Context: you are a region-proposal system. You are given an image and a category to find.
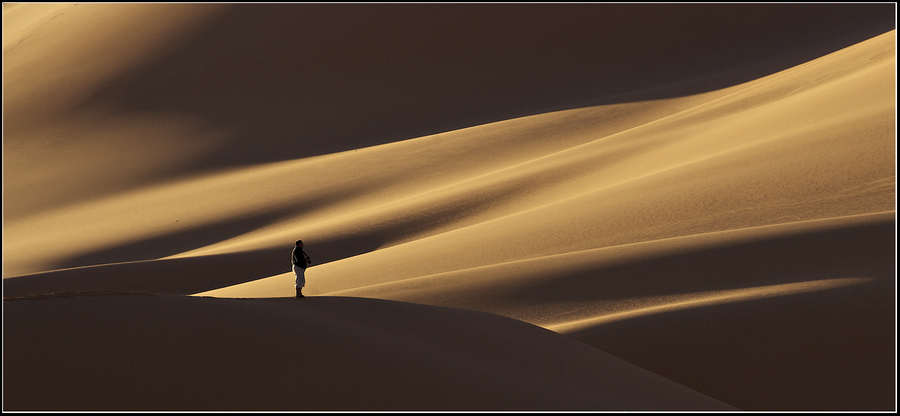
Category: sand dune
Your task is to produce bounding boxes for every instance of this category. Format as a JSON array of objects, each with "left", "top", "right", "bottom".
[{"left": 3, "top": 4, "right": 896, "bottom": 410}]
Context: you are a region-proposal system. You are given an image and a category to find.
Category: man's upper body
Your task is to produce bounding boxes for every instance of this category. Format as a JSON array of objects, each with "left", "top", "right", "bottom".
[{"left": 291, "top": 241, "right": 310, "bottom": 269}]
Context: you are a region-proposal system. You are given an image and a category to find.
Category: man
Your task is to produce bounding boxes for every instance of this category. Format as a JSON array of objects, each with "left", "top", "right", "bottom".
[{"left": 291, "top": 240, "right": 310, "bottom": 298}]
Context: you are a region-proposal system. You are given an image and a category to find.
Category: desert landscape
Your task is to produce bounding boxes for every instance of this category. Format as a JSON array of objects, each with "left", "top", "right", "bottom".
[{"left": 3, "top": 3, "right": 897, "bottom": 412}]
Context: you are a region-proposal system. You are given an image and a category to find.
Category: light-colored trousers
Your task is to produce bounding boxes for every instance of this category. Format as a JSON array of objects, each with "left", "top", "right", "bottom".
[{"left": 293, "top": 264, "right": 306, "bottom": 288}]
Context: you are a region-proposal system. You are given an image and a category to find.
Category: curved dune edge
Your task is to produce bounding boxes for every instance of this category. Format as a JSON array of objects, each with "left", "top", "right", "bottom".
[
  {"left": 3, "top": 292, "right": 735, "bottom": 410},
  {"left": 544, "top": 277, "right": 876, "bottom": 334},
  {"left": 2, "top": 4, "right": 897, "bottom": 410}
]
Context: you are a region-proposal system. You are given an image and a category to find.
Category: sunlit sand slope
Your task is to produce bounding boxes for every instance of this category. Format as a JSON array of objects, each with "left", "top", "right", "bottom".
[
  {"left": 3, "top": 4, "right": 896, "bottom": 410},
  {"left": 3, "top": 292, "right": 733, "bottom": 410}
]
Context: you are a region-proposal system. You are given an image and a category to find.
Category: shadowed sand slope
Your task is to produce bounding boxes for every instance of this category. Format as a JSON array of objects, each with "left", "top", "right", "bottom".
[
  {"left": 3, "top": 292, "right": 730, "bottom": 410},
  {"left": 3, "top": 4, "right": 896, "bottom": 410}
]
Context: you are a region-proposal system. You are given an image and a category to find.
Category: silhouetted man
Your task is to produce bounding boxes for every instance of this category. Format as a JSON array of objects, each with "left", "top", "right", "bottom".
[{"left": 291, "top": 240, "right": 310, "bottom": 298}]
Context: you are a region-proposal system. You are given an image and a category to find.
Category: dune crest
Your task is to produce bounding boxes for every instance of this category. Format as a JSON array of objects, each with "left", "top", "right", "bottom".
[{"left": 2, "top": 4, "right": 896, "bottom": 410}]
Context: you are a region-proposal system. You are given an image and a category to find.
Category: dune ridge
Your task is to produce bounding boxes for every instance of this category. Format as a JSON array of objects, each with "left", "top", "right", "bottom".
[{"left": 3, "top": 4, "right": 896, "bottom": 411}]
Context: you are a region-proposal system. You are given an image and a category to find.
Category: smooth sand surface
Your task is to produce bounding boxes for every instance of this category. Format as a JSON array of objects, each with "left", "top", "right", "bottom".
[{"left": 3, "top": 4, "right": 896, "bottom": 410}]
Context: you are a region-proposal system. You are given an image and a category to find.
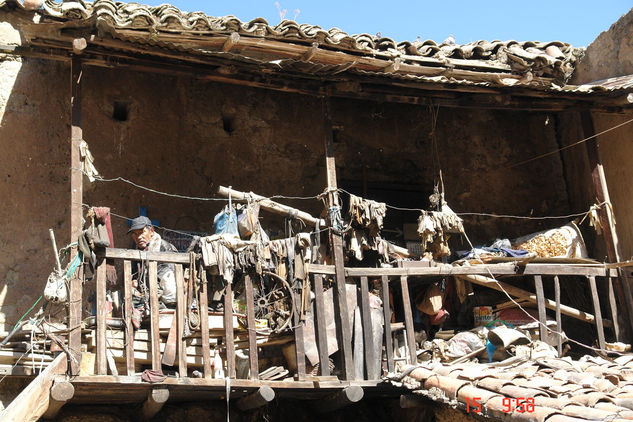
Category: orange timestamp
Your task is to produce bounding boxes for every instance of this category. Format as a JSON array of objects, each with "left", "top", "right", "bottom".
[{"left": 466, "top": 397, "right": 534, "bottom": 413}]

=====

Exercise brief |
How many of the lines above contain the word "dune"? Reply with the number alone.

Result for this task |
4